_WORK REQUIRED_. Reproduce every line of the following material with no changes.

Dataset entries:
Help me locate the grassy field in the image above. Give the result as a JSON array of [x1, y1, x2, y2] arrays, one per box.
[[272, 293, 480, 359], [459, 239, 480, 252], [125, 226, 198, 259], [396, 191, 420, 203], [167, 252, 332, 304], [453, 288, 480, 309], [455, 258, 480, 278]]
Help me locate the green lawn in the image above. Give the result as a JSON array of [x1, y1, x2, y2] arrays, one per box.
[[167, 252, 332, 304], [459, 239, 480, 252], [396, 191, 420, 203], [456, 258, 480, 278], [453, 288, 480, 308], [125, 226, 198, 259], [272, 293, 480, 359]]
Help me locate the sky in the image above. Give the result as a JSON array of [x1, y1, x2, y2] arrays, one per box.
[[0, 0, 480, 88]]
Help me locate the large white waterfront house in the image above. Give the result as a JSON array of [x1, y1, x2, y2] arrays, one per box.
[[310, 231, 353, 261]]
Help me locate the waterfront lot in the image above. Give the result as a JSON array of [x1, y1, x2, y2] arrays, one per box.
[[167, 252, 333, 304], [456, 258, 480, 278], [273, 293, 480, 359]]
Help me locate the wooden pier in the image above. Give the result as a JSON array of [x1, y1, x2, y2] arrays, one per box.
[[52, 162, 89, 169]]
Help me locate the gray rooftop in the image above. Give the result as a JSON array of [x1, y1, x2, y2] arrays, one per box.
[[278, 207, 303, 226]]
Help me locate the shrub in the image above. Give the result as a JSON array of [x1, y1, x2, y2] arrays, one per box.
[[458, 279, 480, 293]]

_WRITTEN SOLUTION_.
Help me locate the grassy field in the image above. Give the result as a JSON array of [x1, y1, x2, y2] arrays, one per box.
[[272, 293, 480, 359], [459, 239, 480, 252], [125, 226, 198, 259], [396, 191, 420, 203], [167, 252, 332, 304], [453, 288, 480, 309], [455, 258, 480, 278]]
Help me locate the green lawn in the image above. Give the result as a JSON array of [x1, y1, x2, y2] arrays, one per box.
[[167, 252, 332, 304], [459, 239, 480, 252], [396, 191, 420, 203], [456, 258, 480, 278], [453, 288, 480, 308], [125, 226, 198, 259], [272, 293, 480, 359]]
Help me locate the sky in the image above. Give the result as a JSON array of [x1, y1, x2, y2] arrays, one per box.
[[0, 0, 480, 88]]
Help me locate the large white waterfront house in the image above. Give the result as a JSON array of [x1, y1, x2, y2] arrays, one per box.
[[310, 231, 353, 261]]
Help me locate the waterfront lot in the image above. Give the result as a JSON array of [x1, y1, x2, y2] arrays, one per box.
[[167, 252, 333, 304], [456, 258, 480, 278], [273, 293, 480, 359]]
Help me locate the wooden pier in the image above. Give the result as a JSON array of [x1, y1, x2, y2] arrays, one per box.
[[52, 162, 89, 169]]
Help me locate the gray rooftop in the image above. Give the result as a JSON array of [x1, y1, x2, y2] arrays, one per box.
[[278, 207, 303, 226]]
Help me locate the shrub in the image above. Give the result as a JSON array of [x1, y1, x2, y2] arrays, one per box.
[[458, 279, 480, 293]]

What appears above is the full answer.